* [Exercise requirements]
What lines of the data hold the string "negative"? Pull each one out.

╭──

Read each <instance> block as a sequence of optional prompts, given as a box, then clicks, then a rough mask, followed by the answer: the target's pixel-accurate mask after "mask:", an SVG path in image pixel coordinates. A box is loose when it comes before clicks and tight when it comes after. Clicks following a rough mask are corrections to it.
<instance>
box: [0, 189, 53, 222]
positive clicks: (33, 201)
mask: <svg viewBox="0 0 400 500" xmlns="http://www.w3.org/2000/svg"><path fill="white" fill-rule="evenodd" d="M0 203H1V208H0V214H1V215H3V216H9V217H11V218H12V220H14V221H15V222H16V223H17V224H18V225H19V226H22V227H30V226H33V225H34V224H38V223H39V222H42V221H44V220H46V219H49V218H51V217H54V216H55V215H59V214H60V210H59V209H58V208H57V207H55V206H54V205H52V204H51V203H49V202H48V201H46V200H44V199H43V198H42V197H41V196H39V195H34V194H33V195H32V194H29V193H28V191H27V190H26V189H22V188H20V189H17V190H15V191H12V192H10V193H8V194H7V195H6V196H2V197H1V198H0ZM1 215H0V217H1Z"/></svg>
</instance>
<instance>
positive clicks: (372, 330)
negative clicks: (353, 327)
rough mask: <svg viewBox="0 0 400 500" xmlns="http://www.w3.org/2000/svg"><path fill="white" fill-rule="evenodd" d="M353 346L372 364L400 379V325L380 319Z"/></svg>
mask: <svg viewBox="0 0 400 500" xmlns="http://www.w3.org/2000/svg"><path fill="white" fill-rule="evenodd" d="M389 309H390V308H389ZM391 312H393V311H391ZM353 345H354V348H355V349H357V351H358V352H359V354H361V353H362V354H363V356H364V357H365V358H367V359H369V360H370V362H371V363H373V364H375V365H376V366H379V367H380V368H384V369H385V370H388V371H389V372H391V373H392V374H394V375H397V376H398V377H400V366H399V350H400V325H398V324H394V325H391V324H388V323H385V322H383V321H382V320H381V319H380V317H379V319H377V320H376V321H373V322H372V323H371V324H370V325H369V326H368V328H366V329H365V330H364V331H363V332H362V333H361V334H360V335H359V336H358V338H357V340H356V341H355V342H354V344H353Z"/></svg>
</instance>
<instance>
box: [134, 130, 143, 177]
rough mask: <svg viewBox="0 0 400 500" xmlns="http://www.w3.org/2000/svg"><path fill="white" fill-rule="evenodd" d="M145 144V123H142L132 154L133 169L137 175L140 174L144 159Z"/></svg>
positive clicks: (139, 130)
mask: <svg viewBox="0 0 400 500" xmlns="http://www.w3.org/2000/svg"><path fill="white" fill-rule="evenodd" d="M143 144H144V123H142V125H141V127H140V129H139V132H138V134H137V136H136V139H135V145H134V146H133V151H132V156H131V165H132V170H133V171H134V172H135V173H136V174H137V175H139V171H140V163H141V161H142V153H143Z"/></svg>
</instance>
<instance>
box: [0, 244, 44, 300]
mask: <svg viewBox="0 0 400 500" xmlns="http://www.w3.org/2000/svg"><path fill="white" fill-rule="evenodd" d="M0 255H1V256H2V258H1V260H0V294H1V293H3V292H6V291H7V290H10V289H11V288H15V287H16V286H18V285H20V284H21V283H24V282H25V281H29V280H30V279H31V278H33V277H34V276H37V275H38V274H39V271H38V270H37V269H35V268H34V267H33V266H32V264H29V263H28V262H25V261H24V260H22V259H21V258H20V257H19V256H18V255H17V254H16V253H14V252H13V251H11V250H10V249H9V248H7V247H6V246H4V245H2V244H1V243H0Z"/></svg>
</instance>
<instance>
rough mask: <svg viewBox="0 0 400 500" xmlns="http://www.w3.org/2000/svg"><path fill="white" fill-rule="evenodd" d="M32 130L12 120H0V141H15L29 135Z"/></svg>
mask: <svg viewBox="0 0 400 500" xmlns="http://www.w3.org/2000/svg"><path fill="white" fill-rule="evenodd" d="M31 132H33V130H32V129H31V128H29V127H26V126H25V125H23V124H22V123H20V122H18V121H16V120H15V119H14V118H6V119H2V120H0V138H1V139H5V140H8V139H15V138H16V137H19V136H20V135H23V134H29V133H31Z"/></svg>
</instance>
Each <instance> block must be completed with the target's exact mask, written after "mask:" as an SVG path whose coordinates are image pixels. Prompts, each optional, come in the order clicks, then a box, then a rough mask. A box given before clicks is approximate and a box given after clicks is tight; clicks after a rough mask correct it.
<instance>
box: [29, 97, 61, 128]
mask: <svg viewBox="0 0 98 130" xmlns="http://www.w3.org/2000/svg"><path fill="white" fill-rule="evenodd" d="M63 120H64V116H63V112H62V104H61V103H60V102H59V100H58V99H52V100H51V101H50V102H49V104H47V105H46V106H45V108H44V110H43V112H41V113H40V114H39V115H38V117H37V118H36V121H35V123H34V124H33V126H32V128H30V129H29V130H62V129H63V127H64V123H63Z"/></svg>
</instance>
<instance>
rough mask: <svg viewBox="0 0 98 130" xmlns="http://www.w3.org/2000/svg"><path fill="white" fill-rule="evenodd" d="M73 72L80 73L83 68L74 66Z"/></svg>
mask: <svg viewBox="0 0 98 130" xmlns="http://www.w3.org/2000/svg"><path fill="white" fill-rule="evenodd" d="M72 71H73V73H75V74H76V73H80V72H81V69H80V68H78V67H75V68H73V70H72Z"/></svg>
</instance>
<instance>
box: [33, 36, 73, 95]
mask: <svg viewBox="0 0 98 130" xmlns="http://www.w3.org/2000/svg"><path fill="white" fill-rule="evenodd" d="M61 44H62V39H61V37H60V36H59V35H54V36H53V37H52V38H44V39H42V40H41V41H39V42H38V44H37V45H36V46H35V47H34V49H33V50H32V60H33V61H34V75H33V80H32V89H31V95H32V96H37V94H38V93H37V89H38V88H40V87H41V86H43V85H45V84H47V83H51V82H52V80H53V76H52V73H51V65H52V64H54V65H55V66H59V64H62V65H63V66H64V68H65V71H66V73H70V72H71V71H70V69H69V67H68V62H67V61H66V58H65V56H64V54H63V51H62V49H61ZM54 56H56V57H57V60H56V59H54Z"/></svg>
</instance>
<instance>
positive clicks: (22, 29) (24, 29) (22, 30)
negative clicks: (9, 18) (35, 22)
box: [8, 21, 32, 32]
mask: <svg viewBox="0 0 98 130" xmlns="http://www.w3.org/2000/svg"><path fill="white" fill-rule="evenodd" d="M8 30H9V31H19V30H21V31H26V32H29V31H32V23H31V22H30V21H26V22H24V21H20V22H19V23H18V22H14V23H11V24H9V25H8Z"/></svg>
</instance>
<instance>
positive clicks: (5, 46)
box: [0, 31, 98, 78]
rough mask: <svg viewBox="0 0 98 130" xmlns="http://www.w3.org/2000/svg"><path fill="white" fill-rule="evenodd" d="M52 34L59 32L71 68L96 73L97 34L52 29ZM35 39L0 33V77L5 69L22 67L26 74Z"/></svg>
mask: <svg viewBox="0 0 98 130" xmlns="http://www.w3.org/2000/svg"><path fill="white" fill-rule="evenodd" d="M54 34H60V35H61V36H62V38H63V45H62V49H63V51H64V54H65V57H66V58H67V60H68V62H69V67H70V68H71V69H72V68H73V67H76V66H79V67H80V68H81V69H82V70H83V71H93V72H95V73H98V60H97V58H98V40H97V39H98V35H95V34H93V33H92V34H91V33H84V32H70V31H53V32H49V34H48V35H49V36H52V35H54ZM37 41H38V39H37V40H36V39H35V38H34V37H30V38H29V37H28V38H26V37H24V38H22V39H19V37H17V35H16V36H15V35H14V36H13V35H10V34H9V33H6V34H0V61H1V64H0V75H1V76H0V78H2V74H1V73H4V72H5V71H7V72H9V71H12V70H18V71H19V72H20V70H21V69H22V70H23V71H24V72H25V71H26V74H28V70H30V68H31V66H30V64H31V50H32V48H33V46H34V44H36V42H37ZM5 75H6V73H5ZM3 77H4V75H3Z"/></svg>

╰──

* [Written answer]
negative clicks: (353, 327)
negative clicks: (9, 18) (35, 22)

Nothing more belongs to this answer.